_CONSIGNES_.
1. Reformulez sous forme de liste le paragraphe de la notice sur La Beauchâteau qui commence par « Elle reste peu de temps », en conservant ses faits principaux.
2. Répondez brièvement à ces questions d'après la notice sur La Beauchâteau :
(a) Vers quelle année rejoint-elle la troupe de l'Hôtel de Bourgogne ?
(b) Quel rôle crée-t-elle en 1637, et dans quelle pièce ?
(c) Combien d'acteurs et actrices du Marais passent à l'Hôtel de Bourgogne en 1642 ?
3. Donnez la suite de la notice sur La Beauchâteau à partir de sa dernière phrase.
======== EXTRAIT DU DOCUMENT ========
Notice de Clarisse Bouabdallah et Octave Bertic, 2025

Madeleine Du Pouget, comédienne de la troupe de l’Hôtel de Bourgogne, est née à une date inconnue mais que l’on peut situer entre 1610 et 1619. Elle rejoint la troupe parisienne en même temps que son époux, François Châtelet, vers 1633. C’est de cette union que lui vient son nom de scène, « La Beauchâteau », en rapport avec le nom de scène de son mari. Selon les Anecdotes dramatiques (J. de La Porte et J.M.B. Clément, 1775), la comédienne était peut-être la fille illégitime d’un magistrat et d’une provinciale qui a fini ses jours dans un couvent, mais aucun document d’époque ne nous est parvenu qui permette de l’affirmer.
Elle reste peu de temps dans la troupe de l’Hôtel de Bourgogne puisque dès 1635, par décision royale, son mari et elle sont engagés dans la Troupe du Marais où, quelques années plus tard, en 1637, elle crée le rôle de l’Infante dans Le Cid de Corneille. Elle quitte cependant cette troupe au début de l’année 1642, à nouveau sur ordre du roi : « six des meilleurs acteurs et actrices du Marais » passent à l’Hôtel de Bourgogne. La Beauchâteau et son époux retournent donc dans la troupe de leurs débuts.
======== DONNÉES FOURNIES ========
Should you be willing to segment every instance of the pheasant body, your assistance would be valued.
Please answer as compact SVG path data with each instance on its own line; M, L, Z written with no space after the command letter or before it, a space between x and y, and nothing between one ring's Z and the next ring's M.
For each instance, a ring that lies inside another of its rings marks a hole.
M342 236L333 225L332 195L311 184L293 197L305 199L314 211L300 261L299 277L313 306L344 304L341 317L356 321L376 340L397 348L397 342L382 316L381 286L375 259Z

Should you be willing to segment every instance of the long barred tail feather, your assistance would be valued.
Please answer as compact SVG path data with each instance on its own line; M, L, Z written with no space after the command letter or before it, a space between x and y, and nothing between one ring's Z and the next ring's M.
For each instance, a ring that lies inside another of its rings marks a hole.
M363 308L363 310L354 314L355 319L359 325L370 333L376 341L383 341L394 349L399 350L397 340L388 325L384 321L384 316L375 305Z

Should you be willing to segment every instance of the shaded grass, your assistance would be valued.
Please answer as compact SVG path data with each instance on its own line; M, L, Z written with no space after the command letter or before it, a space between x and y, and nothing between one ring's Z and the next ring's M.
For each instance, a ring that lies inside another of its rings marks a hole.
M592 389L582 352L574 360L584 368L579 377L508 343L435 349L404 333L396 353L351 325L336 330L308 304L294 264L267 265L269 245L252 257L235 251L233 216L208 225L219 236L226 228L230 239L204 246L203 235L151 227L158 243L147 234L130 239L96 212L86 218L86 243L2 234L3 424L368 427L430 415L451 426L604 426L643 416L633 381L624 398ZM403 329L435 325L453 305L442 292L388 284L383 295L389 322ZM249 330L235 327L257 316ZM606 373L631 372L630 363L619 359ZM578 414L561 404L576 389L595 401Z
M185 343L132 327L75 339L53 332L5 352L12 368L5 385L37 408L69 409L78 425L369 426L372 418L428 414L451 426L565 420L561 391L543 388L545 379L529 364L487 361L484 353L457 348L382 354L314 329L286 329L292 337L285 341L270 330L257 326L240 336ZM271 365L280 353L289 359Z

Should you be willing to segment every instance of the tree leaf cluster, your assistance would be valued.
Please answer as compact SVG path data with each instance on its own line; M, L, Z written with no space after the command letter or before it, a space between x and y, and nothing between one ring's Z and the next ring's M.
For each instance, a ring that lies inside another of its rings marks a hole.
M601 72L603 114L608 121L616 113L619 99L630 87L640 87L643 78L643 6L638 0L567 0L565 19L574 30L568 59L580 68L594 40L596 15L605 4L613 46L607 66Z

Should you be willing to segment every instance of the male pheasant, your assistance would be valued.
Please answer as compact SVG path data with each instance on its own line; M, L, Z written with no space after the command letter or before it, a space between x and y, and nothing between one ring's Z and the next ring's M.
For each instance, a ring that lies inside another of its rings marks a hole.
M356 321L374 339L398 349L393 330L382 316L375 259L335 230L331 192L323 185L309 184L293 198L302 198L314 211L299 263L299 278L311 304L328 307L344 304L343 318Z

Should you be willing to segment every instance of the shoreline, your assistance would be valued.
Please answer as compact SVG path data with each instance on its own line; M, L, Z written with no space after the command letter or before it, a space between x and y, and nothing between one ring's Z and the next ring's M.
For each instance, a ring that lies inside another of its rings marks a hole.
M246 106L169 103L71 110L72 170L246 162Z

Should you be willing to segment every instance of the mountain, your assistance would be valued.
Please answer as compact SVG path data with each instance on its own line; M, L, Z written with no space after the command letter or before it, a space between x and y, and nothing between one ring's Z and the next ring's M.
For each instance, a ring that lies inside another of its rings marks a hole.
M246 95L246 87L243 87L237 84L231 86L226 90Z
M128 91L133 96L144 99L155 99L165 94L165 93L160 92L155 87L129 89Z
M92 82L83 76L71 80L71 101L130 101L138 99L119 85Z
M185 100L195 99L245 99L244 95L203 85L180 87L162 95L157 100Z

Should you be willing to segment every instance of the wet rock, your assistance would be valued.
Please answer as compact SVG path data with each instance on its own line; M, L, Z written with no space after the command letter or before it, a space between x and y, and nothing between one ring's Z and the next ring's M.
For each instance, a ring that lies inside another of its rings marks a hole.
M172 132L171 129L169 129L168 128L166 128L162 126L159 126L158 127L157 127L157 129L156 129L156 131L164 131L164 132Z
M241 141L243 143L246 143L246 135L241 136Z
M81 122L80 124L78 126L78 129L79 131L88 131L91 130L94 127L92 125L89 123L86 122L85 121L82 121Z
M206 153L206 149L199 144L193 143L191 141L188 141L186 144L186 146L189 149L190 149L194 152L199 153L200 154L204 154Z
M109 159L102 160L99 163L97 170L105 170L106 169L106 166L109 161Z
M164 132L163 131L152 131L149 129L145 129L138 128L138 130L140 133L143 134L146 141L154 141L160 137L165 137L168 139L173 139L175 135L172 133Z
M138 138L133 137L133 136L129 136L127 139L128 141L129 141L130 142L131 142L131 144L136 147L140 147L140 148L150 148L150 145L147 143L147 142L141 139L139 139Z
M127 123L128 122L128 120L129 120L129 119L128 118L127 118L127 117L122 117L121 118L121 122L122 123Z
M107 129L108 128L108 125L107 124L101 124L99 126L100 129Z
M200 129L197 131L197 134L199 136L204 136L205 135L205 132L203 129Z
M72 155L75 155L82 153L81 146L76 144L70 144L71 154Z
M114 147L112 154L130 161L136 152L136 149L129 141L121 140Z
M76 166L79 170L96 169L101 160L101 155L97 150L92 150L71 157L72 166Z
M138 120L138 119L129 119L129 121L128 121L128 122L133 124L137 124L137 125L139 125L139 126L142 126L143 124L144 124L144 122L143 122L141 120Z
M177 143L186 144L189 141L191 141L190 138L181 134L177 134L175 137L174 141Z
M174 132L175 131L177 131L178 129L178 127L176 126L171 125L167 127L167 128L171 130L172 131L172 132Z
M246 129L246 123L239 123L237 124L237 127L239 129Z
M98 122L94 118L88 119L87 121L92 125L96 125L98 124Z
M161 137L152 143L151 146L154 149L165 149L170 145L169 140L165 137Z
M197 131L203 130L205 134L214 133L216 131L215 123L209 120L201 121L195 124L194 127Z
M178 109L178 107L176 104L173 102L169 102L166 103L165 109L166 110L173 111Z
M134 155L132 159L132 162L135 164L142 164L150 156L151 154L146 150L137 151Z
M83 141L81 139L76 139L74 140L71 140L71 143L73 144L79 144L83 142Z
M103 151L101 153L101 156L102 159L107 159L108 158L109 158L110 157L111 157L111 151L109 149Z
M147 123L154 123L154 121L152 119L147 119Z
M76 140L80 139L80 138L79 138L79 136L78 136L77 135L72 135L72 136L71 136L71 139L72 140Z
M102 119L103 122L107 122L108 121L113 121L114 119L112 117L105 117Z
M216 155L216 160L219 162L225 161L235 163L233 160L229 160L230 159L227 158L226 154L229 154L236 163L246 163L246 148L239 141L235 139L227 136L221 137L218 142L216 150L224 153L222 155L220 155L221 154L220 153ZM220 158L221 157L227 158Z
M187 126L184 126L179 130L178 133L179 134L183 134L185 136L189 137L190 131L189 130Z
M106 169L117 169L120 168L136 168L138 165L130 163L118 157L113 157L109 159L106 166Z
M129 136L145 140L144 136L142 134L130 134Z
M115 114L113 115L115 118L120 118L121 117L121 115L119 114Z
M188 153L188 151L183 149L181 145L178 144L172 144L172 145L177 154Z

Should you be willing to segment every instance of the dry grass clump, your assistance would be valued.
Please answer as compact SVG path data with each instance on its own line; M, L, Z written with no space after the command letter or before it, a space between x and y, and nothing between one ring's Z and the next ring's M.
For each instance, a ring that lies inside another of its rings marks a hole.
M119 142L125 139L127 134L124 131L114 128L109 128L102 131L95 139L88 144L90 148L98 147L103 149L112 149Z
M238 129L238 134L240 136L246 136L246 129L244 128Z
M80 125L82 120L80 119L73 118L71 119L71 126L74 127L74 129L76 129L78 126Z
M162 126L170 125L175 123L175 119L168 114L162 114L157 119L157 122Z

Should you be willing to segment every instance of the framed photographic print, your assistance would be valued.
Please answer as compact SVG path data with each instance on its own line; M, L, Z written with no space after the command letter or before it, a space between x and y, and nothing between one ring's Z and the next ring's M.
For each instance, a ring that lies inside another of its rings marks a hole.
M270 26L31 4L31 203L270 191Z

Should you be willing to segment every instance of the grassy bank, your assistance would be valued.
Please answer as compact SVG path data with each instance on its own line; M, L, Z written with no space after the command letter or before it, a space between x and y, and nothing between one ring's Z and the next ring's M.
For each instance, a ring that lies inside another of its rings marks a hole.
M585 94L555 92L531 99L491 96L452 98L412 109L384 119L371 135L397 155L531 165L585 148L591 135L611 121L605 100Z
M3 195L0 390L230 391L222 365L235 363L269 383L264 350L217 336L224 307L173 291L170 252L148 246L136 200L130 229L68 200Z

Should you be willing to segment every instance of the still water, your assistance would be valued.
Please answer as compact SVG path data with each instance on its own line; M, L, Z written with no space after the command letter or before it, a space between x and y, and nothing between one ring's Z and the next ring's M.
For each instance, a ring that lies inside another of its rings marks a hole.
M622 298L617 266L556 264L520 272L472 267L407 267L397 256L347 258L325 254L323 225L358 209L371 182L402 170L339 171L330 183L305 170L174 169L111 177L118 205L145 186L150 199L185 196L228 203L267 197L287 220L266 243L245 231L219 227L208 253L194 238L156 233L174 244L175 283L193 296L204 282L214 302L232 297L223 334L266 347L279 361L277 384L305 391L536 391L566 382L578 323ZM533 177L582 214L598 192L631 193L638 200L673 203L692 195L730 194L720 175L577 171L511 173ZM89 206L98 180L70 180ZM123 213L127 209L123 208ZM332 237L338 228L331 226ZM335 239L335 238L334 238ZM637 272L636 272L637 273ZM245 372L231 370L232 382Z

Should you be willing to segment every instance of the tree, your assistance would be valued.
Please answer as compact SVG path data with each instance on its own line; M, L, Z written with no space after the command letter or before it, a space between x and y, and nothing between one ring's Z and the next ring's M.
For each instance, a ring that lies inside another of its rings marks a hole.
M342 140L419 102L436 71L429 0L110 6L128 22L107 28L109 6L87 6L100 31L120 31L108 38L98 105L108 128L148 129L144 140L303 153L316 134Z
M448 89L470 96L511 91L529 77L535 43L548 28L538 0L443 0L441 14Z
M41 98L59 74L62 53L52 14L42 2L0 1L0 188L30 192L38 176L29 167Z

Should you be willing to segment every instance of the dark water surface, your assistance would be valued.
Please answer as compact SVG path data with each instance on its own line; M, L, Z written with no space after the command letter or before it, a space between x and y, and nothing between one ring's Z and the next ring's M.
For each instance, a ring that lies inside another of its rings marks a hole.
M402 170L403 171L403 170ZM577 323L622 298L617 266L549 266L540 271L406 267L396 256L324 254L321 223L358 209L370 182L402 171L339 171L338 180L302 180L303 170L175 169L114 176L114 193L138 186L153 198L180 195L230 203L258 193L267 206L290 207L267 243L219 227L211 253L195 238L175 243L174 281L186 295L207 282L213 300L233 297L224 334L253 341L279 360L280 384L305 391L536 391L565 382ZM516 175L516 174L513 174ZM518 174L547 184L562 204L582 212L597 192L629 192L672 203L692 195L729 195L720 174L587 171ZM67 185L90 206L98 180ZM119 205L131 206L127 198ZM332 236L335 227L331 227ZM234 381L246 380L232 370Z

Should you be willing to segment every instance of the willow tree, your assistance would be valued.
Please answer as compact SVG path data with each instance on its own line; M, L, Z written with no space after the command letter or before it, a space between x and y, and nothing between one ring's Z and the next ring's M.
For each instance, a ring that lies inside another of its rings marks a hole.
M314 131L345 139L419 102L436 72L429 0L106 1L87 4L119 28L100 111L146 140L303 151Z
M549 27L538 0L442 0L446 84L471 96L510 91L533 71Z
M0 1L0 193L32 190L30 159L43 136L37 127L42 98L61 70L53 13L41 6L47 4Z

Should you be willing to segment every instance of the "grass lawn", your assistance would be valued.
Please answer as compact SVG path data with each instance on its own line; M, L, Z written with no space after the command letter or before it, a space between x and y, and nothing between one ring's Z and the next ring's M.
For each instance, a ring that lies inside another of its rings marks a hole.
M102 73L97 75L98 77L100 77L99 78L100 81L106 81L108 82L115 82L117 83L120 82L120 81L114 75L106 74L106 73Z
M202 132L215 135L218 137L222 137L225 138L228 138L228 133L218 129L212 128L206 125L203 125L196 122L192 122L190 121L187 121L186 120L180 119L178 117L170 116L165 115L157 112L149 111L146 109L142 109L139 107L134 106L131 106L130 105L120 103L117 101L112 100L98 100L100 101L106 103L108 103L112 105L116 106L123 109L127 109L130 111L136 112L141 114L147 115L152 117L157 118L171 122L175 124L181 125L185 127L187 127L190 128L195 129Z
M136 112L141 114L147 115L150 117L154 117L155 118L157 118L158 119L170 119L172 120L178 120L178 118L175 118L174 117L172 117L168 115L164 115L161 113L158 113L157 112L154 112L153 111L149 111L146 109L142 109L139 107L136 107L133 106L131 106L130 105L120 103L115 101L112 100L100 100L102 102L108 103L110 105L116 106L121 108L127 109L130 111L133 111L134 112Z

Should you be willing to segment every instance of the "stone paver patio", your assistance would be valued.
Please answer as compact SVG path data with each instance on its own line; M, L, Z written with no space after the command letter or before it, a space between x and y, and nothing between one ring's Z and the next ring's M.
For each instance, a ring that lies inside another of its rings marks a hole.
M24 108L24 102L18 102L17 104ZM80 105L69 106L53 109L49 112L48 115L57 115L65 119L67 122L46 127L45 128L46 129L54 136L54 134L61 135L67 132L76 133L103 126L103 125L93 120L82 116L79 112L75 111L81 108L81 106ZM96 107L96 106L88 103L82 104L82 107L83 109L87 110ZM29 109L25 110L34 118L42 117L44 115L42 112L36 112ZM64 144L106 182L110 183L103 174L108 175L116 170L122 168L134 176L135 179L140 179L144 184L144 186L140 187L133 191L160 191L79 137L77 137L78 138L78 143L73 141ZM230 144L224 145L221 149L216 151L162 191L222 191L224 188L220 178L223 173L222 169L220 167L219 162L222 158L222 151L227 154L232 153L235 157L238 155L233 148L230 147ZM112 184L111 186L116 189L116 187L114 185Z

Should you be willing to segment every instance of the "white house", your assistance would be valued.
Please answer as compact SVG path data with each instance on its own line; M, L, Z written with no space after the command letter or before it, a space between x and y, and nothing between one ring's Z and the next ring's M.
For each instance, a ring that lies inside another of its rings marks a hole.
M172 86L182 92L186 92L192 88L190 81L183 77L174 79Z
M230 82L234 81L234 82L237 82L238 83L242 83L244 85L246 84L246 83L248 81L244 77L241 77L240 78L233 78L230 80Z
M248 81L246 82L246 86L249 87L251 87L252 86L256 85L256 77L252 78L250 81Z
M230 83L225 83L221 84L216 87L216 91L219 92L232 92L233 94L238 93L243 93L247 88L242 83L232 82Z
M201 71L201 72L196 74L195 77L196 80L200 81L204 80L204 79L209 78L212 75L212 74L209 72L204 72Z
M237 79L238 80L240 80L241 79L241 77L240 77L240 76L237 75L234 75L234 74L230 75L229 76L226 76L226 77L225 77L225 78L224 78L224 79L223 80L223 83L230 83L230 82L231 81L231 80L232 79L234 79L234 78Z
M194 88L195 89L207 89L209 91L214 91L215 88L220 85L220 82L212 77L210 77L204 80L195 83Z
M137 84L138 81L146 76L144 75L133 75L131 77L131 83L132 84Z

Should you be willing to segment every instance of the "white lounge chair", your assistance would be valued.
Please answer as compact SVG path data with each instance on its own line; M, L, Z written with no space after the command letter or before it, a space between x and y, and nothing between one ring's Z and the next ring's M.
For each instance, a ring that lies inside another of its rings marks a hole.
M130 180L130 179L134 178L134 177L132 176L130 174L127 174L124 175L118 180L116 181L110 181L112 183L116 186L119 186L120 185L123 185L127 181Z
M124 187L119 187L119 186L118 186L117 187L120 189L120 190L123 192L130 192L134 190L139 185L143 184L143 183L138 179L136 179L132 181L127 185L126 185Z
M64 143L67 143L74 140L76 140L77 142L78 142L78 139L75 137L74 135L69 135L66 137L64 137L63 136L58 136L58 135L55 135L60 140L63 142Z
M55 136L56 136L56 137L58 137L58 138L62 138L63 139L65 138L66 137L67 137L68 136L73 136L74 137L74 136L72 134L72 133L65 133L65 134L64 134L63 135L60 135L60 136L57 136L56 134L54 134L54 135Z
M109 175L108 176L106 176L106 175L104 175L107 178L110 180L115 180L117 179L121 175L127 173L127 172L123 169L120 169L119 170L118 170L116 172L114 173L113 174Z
========
_CORRIGÉ_.
1.
- Dès 1635, par décision royale, elle quitte l'Hôtel de Bourgogne avec son mari pour la Troupe du Marais.
- En 1637, elle y crée le rôle de l'Infante dans Le Cid de Corneille.
- Au début de 1642, sur ordre du roi, six des meilleurs acteurs et actrices du Marais passent à l'Hôtel de Bourgogne.
- Elle et son époux retrouvent ainsi la troupe de leurs débuts.

2.
(a) Vers 1633.
(b) Le rôle de l'Infante, dans Le Cid de Corneille.
(c) Six.

3.
C’est à cette époque que Madeleine du Pouget donne naissance à au moins trois enfants: Edme François (25 mars 1643), Étienne (baptisé en août 1644) et François Mathieu (5 mai 1645), tous trois baptisés à l’église Saint-Sauveur de Paris, ce qui peut laisser supposer que le couple habitait le quartier. Le dernier de ses fils a été, selon le Dictionnaire des comédiens français d’Henry Lyonnet, un « petit prodige », connu à la cour sous le nom du « Petit Beauchâteau ». On lui attribue, à l’âge de onze ans, La Lyre du jeune Apollon, ou la Muse naissante, un recueil d’éloges au roi, en vers.
Demeurant dans la troupe après la mort de son mari en septembre 1665, Madeleine du Pouget est à ce moment une actrice d’importance de l’Hôtel de Bourgogne. En 1674, Samuel Chappuzeau (Le Théâtre français) la place encore à la tête des comédiennes de la troupe. Ce n’est qu’un peu avant la fusion de la troupe de l’Hôtel de Bourgogne avec celle du Marais en 1680, c’est-à-dire au moment de la création de la Comédie-Française, que son nom disparaît des documents officiels et qu’elle prend donc finalement sa retraite avec 1000 livres de pension versée par la troupe (ce qui correspond à la norme de l’époque pour les troupes parisiennes). Elle meurt le vendredi 6 janvier 1683 à Versailles.
En tant que comédienne, Madeleine du Pouget a eu une certaine importance sur la scène théâtrale française de son époque. Nous connaissons quelques rôles qu’elle a créés ou incarnés pour Corneille : peut-être Créüse dans Médée (1634), Isabelle ou Lyse dans L’Illusion comique (1635), l’Infante du Cid (1637), Jocaste dans Oedipe (1659), Éryxe dans Sophonisbe (1663).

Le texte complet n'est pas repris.